## Information supplied
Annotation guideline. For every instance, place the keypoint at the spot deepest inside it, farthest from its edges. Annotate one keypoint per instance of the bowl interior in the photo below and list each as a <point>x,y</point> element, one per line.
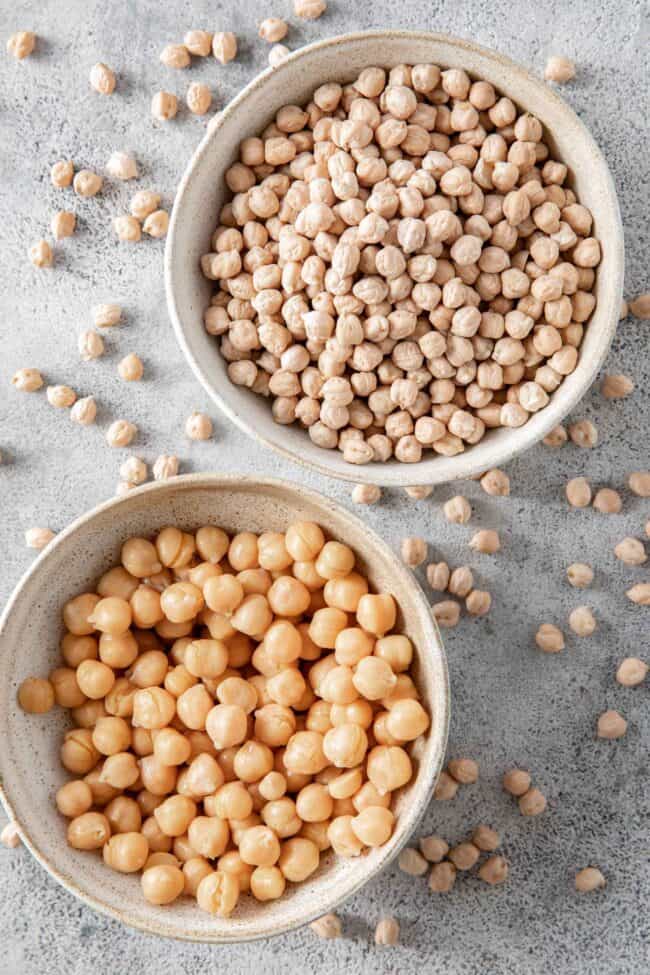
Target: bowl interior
<point>201,194</point>
<point>29,751</point>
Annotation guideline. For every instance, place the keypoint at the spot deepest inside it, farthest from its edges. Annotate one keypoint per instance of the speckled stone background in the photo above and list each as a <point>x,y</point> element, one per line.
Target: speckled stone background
<point>511,704</point>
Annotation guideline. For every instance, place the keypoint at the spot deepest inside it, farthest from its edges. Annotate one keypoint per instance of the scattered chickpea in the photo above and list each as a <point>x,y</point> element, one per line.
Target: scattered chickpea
<point>21,44</point>
<point>175,56</point>
<point>198,426</point>
<point>277,54</point>
<point>164,467</point>
<point>102,78</point>
<point>387,930</point>
<point>457,510</point>
<point>419,492</point>
<point>631,672</point>
<point>84,411</point>
<point>27,380</point>
<point>224,47</point>
<point>442,877</point>
<point>582,622</point>
<point>639,594</point>
<point>366,493</point>
<point>60,396</point>
<point>640,307</point>
<point>272,29</point>
<point>86,183</point>
<point>611,724</point>
<point>413,551</point>
<point>63,224</point>
<point>127,228</point>
<point>412,862</point>
<point>583,433</point>
<point>532,803</point>
<point>516,781</point>
<point>156,224</point>
<point>639,483</point>
<point>486,541</point>
<point>122,166</point>
<point>617,386</point>
<point>38,537</point>
<point>578,492</point>
<point>556,438</point>
<point>559,69</point>
<point>107,315</point>
<point>198,42</point>
<point>549,638</point>
<point>10,837</point>
<point>198,98</point>
<point>580,575</point>
<point>309,9</point>
<point>40,254</point>
<point>164,106</point>
<point>608,501</point>
<point>328,927</point>
<point>631,551</point>
<point>496,483</point>
<point>62,173</point>
<point>494,870</point>
<point>120,433</point>
<point>130,368</point>
<point>589,879</point>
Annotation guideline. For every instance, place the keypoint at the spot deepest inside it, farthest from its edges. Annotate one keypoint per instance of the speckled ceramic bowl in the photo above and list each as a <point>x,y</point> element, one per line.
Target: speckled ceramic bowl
<point>201,195</point>
<point>30,630</point>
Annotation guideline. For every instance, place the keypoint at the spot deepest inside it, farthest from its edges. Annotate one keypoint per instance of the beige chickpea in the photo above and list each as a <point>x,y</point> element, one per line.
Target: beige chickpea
<point>611,724</point>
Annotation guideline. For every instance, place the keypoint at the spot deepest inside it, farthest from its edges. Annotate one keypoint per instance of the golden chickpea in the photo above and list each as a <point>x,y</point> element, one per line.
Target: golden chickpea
<point>304,753</point>
<point>74,798</point>
<point>253,761</point>
<point>342,837</point>
<point>218,893</point>
<point>193,707</point>
<point>77,613</point>
<point>123,814</point>
<point>162,884</point>
<point>227,725</point>
<point>89,831</point>
<point>111,735</point>
<point>95,679</point>
<point>175,814</point>
<point>346,745</point>
<point>36,695</point>
<point>389,768</point>
<point>377,613</point>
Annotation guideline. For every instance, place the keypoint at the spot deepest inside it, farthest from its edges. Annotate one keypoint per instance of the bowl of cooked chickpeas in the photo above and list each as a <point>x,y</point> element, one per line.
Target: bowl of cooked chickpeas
<point>223,707</point>
<point>396,258</point>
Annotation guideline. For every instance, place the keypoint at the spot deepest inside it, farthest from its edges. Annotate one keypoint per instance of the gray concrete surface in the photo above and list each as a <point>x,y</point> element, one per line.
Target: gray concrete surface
<point>511,704</point>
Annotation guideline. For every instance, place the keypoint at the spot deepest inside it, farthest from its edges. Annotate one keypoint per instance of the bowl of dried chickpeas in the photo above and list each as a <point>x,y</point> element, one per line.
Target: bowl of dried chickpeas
<point>396,258</point>
<point>223,707</point>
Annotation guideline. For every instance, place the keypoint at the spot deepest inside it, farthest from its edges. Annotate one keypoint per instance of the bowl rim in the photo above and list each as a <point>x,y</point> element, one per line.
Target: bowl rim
<point>430,774</point>
<point>467,463</point>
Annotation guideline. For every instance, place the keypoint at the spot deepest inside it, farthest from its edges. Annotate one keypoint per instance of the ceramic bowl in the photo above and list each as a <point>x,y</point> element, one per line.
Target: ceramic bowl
<point>30,630</point>
<point>201,194</point>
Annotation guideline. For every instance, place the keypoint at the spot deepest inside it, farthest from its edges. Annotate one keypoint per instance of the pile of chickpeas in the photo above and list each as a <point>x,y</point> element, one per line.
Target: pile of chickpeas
<point>402,265</point>
<point>240,705</point>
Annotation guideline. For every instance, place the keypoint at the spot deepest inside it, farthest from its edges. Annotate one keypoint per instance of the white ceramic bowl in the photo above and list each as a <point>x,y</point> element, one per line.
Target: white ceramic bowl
<point>201,194</point>
<point>30,630</point>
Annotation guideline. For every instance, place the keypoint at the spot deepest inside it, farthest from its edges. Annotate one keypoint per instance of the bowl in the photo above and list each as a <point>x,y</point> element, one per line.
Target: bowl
<point>201,193</point>
<point>30,630</point>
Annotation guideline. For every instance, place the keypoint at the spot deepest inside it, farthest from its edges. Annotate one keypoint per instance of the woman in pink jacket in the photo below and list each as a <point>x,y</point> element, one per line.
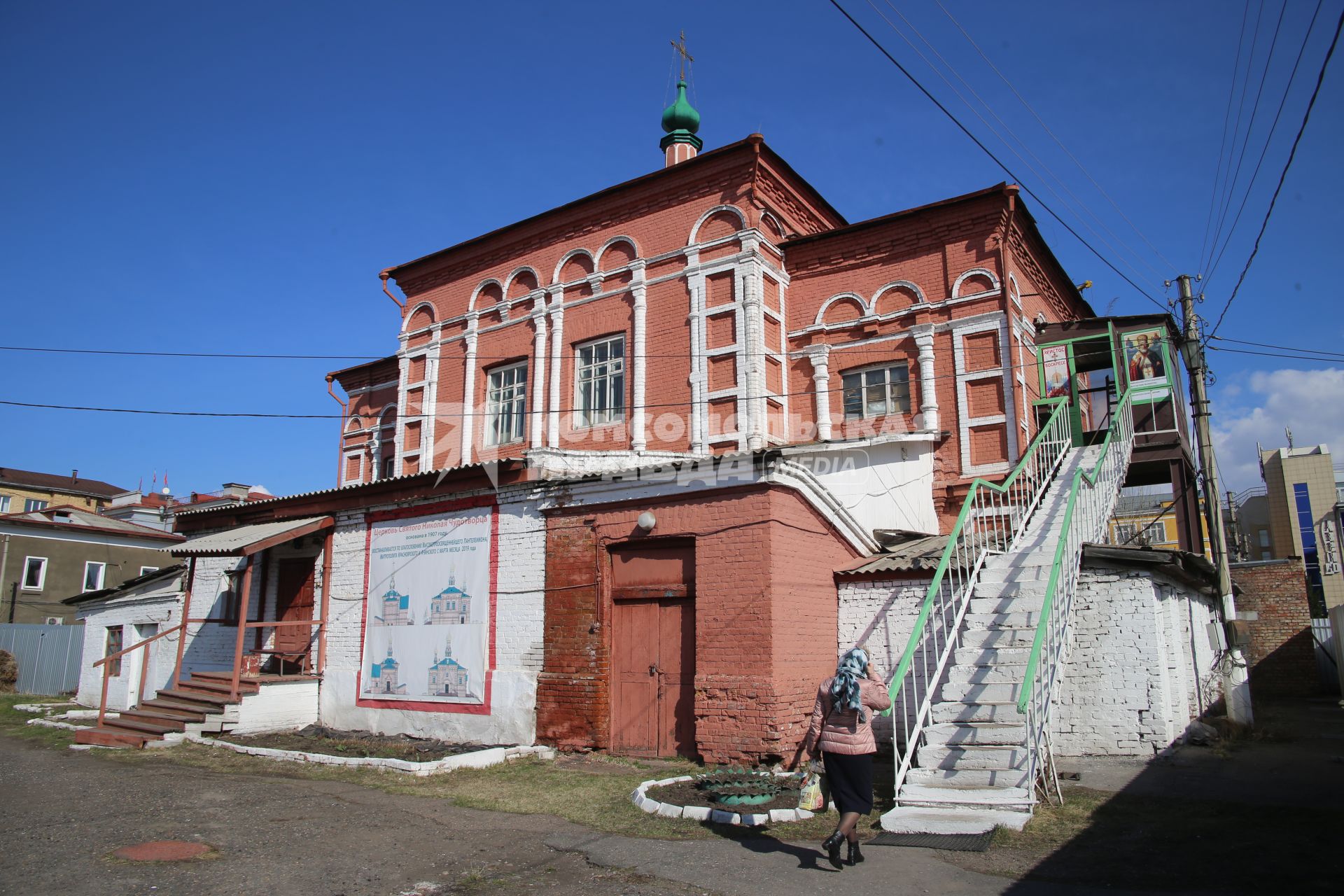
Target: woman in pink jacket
<point>841,732</point>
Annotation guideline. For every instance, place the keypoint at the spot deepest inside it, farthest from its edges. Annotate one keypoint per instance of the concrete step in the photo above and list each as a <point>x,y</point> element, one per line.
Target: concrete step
<point>984,675</point>
<point>1015,620</point>
<point>968,777</point>
<point>1004,713</point>
<point>917,820</point>
<point>1000,637</point>
<point>952,734</point>
<point>1012,798</point>
<point>997,603</point>
<point>980,692</point>
<point>986,757</point>
<point>974,656</point>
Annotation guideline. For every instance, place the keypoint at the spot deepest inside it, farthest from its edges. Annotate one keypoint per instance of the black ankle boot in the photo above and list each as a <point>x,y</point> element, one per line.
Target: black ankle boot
<point>832,846</point>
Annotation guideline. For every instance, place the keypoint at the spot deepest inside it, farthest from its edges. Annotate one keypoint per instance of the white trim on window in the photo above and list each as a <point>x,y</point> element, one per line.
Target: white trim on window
<point>873,397</point>
<point>101,574</point>
<point>42,574</point>
<point>505,403</point>
<point>600,382</point>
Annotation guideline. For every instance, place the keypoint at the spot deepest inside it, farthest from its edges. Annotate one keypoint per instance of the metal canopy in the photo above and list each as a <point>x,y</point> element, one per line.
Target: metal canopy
<point>249,539</point>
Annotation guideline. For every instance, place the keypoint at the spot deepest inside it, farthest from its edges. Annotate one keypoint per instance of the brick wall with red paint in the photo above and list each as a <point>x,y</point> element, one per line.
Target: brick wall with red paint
<point>1281,656</point>
<point>765,618</point>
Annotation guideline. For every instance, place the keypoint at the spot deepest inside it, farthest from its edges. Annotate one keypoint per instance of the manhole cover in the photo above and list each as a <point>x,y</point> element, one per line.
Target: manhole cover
<point>163,850</point>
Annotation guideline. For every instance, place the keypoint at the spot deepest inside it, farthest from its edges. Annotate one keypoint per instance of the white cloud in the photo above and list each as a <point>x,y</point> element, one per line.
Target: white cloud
<point>1259,410</point>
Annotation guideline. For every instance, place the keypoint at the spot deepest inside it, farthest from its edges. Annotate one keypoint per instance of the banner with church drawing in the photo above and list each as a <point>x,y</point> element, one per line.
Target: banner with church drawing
<point>426,622</point>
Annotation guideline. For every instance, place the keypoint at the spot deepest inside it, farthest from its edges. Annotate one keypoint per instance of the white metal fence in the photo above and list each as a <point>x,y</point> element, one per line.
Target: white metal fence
<point>48,656</point>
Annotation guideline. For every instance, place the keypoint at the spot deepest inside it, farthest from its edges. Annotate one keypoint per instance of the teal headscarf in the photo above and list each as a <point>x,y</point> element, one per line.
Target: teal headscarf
<point>844,687</point>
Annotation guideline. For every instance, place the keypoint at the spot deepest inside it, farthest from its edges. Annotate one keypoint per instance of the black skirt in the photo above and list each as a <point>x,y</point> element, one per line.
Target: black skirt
<point>850,780</point>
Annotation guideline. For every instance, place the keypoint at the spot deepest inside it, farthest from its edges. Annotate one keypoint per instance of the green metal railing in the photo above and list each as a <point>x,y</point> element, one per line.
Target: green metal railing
<point>992,520</point>
<point>1092,498</point>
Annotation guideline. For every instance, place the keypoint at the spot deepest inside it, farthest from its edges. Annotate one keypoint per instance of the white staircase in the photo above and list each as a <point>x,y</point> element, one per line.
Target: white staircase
<point>974,762</point>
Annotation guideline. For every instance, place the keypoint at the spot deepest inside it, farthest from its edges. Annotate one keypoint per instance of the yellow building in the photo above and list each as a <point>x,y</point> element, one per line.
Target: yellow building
<point>1147,517</point>
<point>26,491</point>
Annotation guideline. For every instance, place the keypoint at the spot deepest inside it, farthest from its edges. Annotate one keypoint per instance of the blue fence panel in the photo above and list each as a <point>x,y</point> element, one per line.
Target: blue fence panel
<point>49,656</point>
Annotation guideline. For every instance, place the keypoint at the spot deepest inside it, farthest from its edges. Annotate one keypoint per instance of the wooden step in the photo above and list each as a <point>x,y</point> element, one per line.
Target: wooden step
<point>151,729</point>
<point>210,685</point>
<point>155,718</point>
<point>195,696</point>
<point>108,738</point>
<point>178,710</point>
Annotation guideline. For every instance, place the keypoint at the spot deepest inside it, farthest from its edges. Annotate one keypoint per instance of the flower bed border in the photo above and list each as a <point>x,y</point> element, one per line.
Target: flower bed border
<point>475,760</point>
<point>717,816</point>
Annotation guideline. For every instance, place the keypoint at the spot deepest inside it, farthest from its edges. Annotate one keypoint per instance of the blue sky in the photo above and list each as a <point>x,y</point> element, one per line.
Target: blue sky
<point>232,178</point>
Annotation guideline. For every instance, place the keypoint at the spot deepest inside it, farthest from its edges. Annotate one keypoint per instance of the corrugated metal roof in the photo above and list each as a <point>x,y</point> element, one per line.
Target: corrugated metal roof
<point>234,542</point>
<point>916,555</point>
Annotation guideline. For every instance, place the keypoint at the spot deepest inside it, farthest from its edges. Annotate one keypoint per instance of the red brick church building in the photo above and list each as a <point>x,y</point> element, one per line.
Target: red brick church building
<point>683,403</point>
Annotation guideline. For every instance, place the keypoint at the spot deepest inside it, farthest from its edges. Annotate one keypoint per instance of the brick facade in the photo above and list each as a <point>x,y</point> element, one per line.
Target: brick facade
<point>1273,599</point>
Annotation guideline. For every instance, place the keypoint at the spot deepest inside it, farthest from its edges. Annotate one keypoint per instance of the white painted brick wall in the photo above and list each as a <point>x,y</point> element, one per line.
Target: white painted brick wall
<point>1139,665</point>
<point>519,628</point>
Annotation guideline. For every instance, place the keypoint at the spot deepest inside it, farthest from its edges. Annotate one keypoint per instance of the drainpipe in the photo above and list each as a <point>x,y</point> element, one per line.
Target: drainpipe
<point>384,276</point>
<point>340,433</point>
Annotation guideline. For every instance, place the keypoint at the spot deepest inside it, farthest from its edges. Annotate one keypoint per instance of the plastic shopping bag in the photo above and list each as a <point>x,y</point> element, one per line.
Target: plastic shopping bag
<point>811,796</point>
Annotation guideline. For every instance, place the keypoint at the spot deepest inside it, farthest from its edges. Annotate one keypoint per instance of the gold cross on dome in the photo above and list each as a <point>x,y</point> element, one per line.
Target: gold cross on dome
<point>686,57</point>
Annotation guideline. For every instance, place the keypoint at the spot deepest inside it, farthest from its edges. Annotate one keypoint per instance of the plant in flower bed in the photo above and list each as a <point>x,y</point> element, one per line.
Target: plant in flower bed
<point>736,789</point>
<point>355,743</point>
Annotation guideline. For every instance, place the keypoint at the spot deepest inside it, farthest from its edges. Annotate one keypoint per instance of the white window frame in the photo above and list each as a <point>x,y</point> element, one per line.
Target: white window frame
<point>514,394</point>
<point>42,575</point>
<point>862,372</point>
<point>587,418</point>
<point>102,575</point>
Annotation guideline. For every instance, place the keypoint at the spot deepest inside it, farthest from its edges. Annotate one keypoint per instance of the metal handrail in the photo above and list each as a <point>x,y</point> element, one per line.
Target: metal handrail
<point>977,532</point>
<point>1096,491</point>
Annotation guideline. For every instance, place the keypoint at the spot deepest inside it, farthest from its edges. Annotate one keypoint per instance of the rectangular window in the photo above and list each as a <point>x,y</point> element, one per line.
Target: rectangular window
<point>876,391</point>
<point>600,382</point>
<point>115,641</point>
<point>1310,556</point>
<point>505,405</point>
<point>94,574</point>
<point>34,573</point>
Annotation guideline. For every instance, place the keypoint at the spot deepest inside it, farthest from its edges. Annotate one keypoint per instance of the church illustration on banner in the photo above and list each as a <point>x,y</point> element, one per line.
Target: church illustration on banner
<point>451,606</point>
<point>382,678</point>
<point>396,608</point>
<point>448,678</point>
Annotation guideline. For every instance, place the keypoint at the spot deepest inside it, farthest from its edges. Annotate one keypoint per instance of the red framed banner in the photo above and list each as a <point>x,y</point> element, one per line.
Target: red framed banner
<point>428,634</point>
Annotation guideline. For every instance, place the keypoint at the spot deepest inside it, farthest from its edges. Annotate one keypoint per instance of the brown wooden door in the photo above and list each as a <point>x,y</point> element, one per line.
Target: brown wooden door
<point>654,640</point>
<point>295,602</point>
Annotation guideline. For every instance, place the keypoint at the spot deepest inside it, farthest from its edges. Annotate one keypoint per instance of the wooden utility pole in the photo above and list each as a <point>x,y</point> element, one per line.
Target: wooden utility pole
<point>1236,680</point>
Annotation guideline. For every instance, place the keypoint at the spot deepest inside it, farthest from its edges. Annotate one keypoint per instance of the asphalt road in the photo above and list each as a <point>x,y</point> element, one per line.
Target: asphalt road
<point>64,812</point>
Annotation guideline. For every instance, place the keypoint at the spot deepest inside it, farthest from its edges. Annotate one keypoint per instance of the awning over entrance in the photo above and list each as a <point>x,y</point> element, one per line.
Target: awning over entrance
<point>251,539</point>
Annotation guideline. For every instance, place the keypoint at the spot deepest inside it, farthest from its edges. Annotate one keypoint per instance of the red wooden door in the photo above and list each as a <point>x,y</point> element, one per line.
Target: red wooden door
<point>295,602</point>
<point>654,650</point>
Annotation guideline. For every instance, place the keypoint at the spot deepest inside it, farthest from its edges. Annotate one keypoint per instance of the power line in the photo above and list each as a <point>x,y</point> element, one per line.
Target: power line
<point>475,414</point>
<point>1287,348</point>
<point>988,152</point>
<point>1282,176</point>
<point>1011,133</point>
<point>1058,143</point>
<point>1269,137</point>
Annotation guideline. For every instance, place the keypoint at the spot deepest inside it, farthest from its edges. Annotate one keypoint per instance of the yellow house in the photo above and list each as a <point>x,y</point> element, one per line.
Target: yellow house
<point>26,491</point>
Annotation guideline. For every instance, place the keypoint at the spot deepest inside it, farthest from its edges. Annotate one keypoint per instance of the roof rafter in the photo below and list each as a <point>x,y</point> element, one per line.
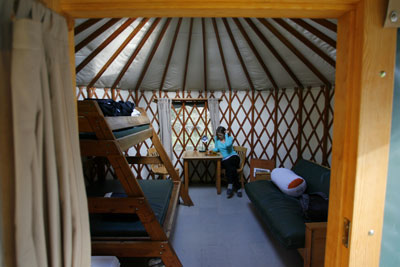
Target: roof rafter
<point>307,42</point>
<point>86,24</point>
<point>274,52</point>
<point>203,27</point>
<point>295,51</point>
<point>187,53</point>
<point>152,53</point>
<point>118,51</point>
<point>95,34</point>
<point>316,32</point>
<point>104,44</point>
<point>327,24</point>
<point>137,50</point>
<point>253,48</point>
<point>246,72</point>
<point>171,50</point>
<point>221,53</point>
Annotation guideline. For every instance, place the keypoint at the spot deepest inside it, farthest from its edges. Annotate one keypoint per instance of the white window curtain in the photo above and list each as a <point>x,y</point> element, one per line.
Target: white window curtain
<point>213,107</point>
<point>51,215</point>
<point>164,118</point>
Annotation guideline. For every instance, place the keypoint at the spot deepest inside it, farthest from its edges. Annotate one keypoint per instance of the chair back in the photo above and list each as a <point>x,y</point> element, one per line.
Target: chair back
<point>156,168</point>
<point>242,154</point>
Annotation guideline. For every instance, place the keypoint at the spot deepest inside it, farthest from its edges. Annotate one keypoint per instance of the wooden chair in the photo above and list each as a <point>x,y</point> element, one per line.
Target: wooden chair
<point>241,151</point>
<point>158,169</point>
<point>109,137</point>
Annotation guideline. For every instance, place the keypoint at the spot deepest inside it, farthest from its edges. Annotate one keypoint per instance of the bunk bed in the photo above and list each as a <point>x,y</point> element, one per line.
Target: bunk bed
<point>136,217</point>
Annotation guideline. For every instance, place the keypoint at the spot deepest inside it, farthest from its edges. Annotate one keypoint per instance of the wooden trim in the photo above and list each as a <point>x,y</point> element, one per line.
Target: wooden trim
<point>289,45</point>
<point>134,54</point>
<point>181,8</point>
<point>171,51</point>
<point>200,99</point>
<point>361,134</point>
<point>117,52</point>
<point>115,204</point>
<point>104,44</point>
<point>274,52</point>
<point>95,34</point>
<point>152,52</point>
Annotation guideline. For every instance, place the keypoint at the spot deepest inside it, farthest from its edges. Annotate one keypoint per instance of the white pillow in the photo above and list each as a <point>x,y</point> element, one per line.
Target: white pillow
<point>288,182</point>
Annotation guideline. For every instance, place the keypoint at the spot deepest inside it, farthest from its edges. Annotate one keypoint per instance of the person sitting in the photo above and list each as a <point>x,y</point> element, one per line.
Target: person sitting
<point>230,160</point>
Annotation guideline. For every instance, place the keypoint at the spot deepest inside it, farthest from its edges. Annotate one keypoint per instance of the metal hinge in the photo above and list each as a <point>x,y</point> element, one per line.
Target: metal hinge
<point>392,18</point>
<point>346,232</point>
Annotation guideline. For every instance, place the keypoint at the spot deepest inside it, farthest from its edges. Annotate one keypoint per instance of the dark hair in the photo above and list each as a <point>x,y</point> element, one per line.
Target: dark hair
<point>220,129</point>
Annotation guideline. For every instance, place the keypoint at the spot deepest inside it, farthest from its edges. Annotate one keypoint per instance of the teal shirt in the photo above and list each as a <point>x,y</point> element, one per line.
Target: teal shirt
<point>226,148</point>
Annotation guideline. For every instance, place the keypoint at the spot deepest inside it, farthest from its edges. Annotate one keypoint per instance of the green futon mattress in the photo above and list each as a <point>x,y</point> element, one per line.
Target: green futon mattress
<point>118,133</point>
<point>281,213</point>
<point>157,193</point>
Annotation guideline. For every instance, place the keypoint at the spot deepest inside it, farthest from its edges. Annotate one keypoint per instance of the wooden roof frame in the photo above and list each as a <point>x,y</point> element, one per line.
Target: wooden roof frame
<point>361,135</point>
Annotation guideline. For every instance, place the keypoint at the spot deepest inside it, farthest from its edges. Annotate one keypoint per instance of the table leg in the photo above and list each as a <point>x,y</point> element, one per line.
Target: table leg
<point>186,170</point>
<point>218,178</point>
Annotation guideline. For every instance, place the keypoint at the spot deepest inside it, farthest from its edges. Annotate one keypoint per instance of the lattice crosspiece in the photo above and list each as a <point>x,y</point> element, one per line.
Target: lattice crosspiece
<point>282,124</point>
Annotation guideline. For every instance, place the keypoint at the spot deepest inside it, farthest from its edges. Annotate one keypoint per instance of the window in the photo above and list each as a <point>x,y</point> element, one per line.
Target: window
<point>189,122</point>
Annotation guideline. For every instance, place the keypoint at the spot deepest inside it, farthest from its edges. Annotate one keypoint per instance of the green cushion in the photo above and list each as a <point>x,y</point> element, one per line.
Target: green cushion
<point>317,177</point>
<point>282,213</point>
<point>118,133</point>
<point>157,193</point>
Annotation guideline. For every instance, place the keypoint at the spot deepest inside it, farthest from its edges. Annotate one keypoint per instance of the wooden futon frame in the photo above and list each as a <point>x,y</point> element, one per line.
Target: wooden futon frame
<point>102,137</point>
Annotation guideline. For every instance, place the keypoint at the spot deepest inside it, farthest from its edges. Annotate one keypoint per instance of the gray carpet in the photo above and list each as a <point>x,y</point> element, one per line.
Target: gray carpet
<point>221,232</point>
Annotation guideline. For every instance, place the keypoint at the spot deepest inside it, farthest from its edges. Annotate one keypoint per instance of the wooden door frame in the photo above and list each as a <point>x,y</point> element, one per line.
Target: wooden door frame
<point>363,100</point>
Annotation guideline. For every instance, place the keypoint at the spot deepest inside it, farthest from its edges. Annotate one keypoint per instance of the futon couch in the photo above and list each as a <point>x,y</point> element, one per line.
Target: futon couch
<point>283,215</point>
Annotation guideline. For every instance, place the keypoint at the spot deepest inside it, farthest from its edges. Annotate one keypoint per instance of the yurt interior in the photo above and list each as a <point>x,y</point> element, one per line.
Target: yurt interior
<point>144,178</point>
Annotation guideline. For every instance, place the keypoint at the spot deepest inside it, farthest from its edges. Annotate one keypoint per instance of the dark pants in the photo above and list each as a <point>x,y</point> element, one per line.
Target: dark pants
<point>231,165</point>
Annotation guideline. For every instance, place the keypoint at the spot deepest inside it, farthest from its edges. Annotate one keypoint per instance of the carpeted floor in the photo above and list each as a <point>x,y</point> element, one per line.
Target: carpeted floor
<point>221,232</point>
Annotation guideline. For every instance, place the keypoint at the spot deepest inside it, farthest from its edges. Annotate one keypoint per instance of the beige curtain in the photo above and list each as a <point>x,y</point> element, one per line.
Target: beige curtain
<point>164,118</point>
<point>213,107</point>
<point>51,216</point>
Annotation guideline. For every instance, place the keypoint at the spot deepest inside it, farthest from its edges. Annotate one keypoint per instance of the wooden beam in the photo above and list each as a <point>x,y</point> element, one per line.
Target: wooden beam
<point>246,72</point>
<point>84,25</point>
<point>152,53</point>
<point>362,122</point>
<point>134,54</point>
<point>327,24</point>
<point>171,50</point>
<point>255,52</point>
<point>306,42</point>
<point>295,51</point>
<point>274,52</point>
<point>118,51</point>
<point>95,34</point>
<point>316,32</point>
<point>221,53</point>
<point>182,8</point>
<point>204,53</point>
<point>104,44</point>
<point>187,54</point>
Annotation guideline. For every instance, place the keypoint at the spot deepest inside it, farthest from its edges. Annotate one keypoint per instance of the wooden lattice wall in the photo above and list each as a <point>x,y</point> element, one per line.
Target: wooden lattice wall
<point>283,125</point>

## What to produce
Format the listing from its start through the line containing "<point>29,751</point>" as a JSON list of strings, one string per line and no blank lines, with both ends included and the pictures left out.

## Solution
[
  "Annotation guideline. For every instance, place the keypoint at the spot deepest inside it, farthest from its edges. Annotate one keypoint per instance of the bowl interior in the photo below and list each as a <point>x,y</point> element, one per line.",
  "Target: bowl interior",
  "<point>201,194</point>",
  "<point>29,751</point>"
]